Your objective: Set down every entry word for word. Omit the pictures.

Dataset records:
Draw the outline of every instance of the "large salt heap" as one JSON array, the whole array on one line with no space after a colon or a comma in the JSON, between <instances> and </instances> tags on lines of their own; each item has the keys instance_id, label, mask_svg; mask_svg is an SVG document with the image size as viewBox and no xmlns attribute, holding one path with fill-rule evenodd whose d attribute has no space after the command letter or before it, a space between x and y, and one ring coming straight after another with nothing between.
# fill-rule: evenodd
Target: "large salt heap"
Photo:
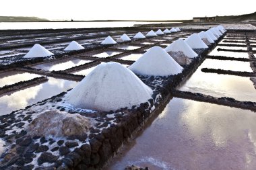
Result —
<instances>
[{"instance_id":1,"label":"large salt heap","mask_svg":"<svg viewBox=\"0 0 256 170\"><path fill-rule=\"evenodd\" d=\"M216 40L218 40L217 37L215 36L214 35L214 34L212 34L212 32L210 30L207 30L205 32L206 32L206 34L208 34L208 36L210 36L210 37L214 41L216 41Z\"/></svg>"},{"instance_id":2,"label":"large salt heap","mask_svg":"<svg viewBox=\"0 0 256 170\"><path fill-rule=\"evenodd\" d=\"M210 46L211 44L214 43L214 41L211 38L211 37L205 32L204 31L201 31L198 34L198 36L202 39L204 43L206 45Z\"/></svg>"},{"instance_id":3,"label":"large salt heap","mask_svg":"<svg viewBox=\"0 0 256 170\"><path fill-rule=\"evenodd\" d=\"M174 28L172 28L172 29L170 30L170 32L177 32L177 30L176 30L176 29Z\"/></svg>"},{"instance_id":4,"label":"large salt heap","mask_svg":"<svg viewBox=\"0 0 256 170\"><path fill-rule=\"evenodd\" d=\"M44 47L38 44L36 44L30 51L24 56L24 58L44 57L54 55L53 53L47 50Z\"/></svg>"},{"instance_id":5,"label":"large salt heap","mask_svg":"<svg viewBox=\"0 0 256 170\"><path fill-rule=\"evenodd\" d=\"M64 49L65 51L79 50L84 49L84 47L79 44L76 41L72 41L70 44Z\"/></svg>"},{"instance_id":6,"label":"large salt heap","mask_svg":"<svg viewBox=\"0 0 256 170\"><path fill-rule=\"evenodd\" d=\"M139 32L138 33L136 34L136 35L135 35L133 36L133 38L134 39L142 39L142 38L145 38L146 36L144 36L143 34L142 34L141 32Z\"/></svg>"},{"instance_id":7,"label":"large salt heap","mask_svg":"<svg viewBox=\"0 0 256 170\"><path fill-rule=\"evenodd\" d=\"M117 42L112 38L110 36L108 36L106 39L101 42L102 44L115 44Z\"/></svg>"},{"instance_id":8,"label":"large salt heap","mask_svg":"<svg viewBox=\"0 0 256 170\"><path fill-rule=\"evenodd\" d=\"M159 36L164 34L164 33L162 32L162 31L161 30L161 29L158 29L158 30L157 30L157 32L156 32L156 35L159 35Z\"/></svg>"},{"instance_id":9,"label":"large salt heap","mask_svg":"<svg viewBox=\"0 0 256 170\"><path fill-rule=\"evenodd\" d=\"M168 46L165 50L181 65L188 65L193 58L198 56L192 48L181 38Z\"/></svg>"},{"instance_id":10,"label":"large salt heap","mask_svg":"<svg viewBox=\"0 0 256 170\"><path fill-rule=\"evenodd\" d=\"M203 42L201 38L195 33L185 40L185 42L193 49L207 48L208 46Z\"/></svg>"},{"instance_id":11,"label":"large salt heap","mask_svg":"<svg viewBox=\"0 0 256 170\"><path fill-rule=\"evenodd\" d=\"M149 32L148 32L147 34L146 34L146 36L157 36L156 34L153 31L151 30Z\"/></svg>"},{"instance_id":12,"label":"large salt heap","mask_svg":"<svg viewBox=\"0 0 256 170\"><path fill-rule=\"evenodd\" d=\"M129 69L136 74L152 76L177 75L181 73L183 69L159 46L151 48Z\"/></svg>"},{"instance_id":13,"label":"large salt heap","mask_svg":"<svg viewBox=\"0 0 256 170\"><path fill-rule=\"evenodd\" d=\"M109 62L97 66L67 93L65 99L75 108L110 111L146 102L152 93L129 69Z\"/></svg>"},{"instance_id":14,"label":"large salt heap","mask_svg":"<svg viewBox=\"0 0 256 170\"><path fill-rule=\"evenodd\" d=\"M164 34L170 34L170 32L169 31L169 30L168 30L168 29L166 28L166 29L164 30Z\"/></svg>"},{"instance_id":15,"label":"large salt heap","mask_svg":"<svg viewBox=\"0 0 256 170\"><path fill-rule=\"evenodd\" d=\"M117 40L117 42L122 42L131 41L131 38L126 34L123 34L123 36L121 36Z\"/></svg>"}]
</instances>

Solved problem:
Draw the outline of every instance of the "large salt heap" as one JSON array, the whole array on one line with no space after a colon or a comma in the JSON, between <instances> and </instances> tags on lines of their own; each item has the keys instance_id, label, mask_svg; mask_svg is an SVG document with the image size as viewBox and no xmlns attribute, holding one path with fill-rule evenodd whose d attribute has no space after the command letter or before it, a space between x and y, and one ring coming straight after another with nothing between.
# fill-rule: evenodd
Target: "large salt heap"
Photo:
Result —
<instances>
[{"instance_id":1,"label":"large salt heap","mask_svg":"<svg viewBox=\"0 0 256 170\"><path fill-rule=\"evenodd\" d=\"M216 40L218 40L217 37L215 36L214 35L214 34L212 34L212 32L210 30L207 30L205 32L206 32L206 34L208 34L208 36L210 36L210 37L214 41L216 41Z\"/></svg>"},{"instance_id":2,"label":"large salt heap","mask_svg":"<svg viewBox=\"0 0 256 170\"><path fill-rule=\"evenodd\" d=\"M210 46L211 44L214 43L214 41L211 38L211 37L205 32L204 31L201 31L198 34L198 36L202 39L204 43L206 45Z\"/></svg>"},{"instance_id":3,"label":"large salt heap","mask_svg":"<svg viewBox=\"0 0 256 170\"><path fill-rule=\"evenodd\" d=\"M174 28L172 28L172 29L170 30L170 32L177 32L177 30L176 30L176 29Z\"/></svg>"},{"instance_id":4,"label":"large salt heap","mask_svg":"<svg viewBox=\"0 0 256 170\"><path fill-rule=\"evenodd\" d=\"M44 47L38 44L36 44L30 51L24 56L24 58L44 57L54 55L53 53L47 50Z\"/></svg>"},{"instance_id":5,"label":"large salt heap","mask_svg":"<svg viewBox=\"0 0 256 170\"><path fill-rule=\"evenodd\" d=\"M64 49L65 51L79 50L84 49L84 47L79 44L76 41L72 41L70 44Z\"/></svg>"},{"instance_id":6,"label":"large salt heap","mask_svg":"<svg viewBox=\"0 0 256 170\"><path fill-rule=\"evenodd\" d=\"M139 32L138 33L136 34L136 35L135 35L133 36L133 38L134 39L142 39L142 38L145 38L146 36L144 36L143 34L142 34L141 32Z\"/></svg>"},{"instance_id":7,"label":"large salt heap","mask_svg":"<svg viewBox=\"0 0 256 170\"><path fill-rule=\"evenodd\" d=\"M117 42L112 38L110 36L108 36L106 39L101 42L102 44L115 44Z\"/></svg>"},{"instance_id":8,"label":"large salt heap","mask_svg":"<svg viewBox=\"0 0 256 170\"><path fill-rule=\"evenodd\" d=\"M159 36L164 34L164 33L162 32L162 31L161 30L161 29L158 29L158 30L157 30L157 32L156 32L156 35L159 35Z\"/></svg>"},{"instance_id":9,"label":"large salt heap","mask_svg":"<svg viewBox=\"0 0 256 170\"><path fill-rule=\"evenodd\" d=\"M168 46L165 50L181 65L188 65L193 58L198 56L192 48L181 38Z\"/></svg>"},{"instance_id":10,"label":"large salt heap","mask_svg":"<svg viewBox=\"0 0 256 170\"><path fill-rule=\"evenodd\" d=\"M203 42L201 38L195 33L185 40L185 42L193 49L207 48L208 46Z\"/></svg>"},{"instance_id":11,"label":"large salt heap","mask_svg":"<svg viewBox=\"0 0 256 170\"><path fill-rule=\"evenodd\" d=\"M149 32L148 32L147 34L146 34L146 36L157 36L156 34L153 31L151 30Z\"/></svg>"},{"instance_id":12,"label":"large salt heap","mask_svg":"<svg viewBox=\"0 0 256 170\"><path fill-rule=\"evenodd\" d=\"M129 69L136 74L152 76L177 75L181 73L183 69L159 46L151 48Z\"/></svg>"},{"instance_id":13,"label":"large salt heap","mask_svg":"<svg viewBox=\"0 0 256 170\"><path fill-rule=\"evenodd\" d=\"M109 62L97 66L67 93L65 99L75 108L110 111L146 102L152 93L129 69Z\"/></svg>"},{"instance_id":14,"label":"large salt heap","mask_svg":"<svg viewBox=\"0 0 256 170\"><path fill-rule=\"evenodd\" d=\"M164 34L170 34L170 32L169 31L169 30L168 30L168 29L166 28L166 29L164 30Z\"/></svg>"},{"instance_id":15,"label":"large salt heap","mask_svg":"<svg viewBox=\"0 0 256 170\"><path fill-rule=\"evenodd\" d=\"M117 40L117 42L122 42L131 41L131 38L126 34L123 34L123 36L121 36Z\"/></svg>"}]
</instances>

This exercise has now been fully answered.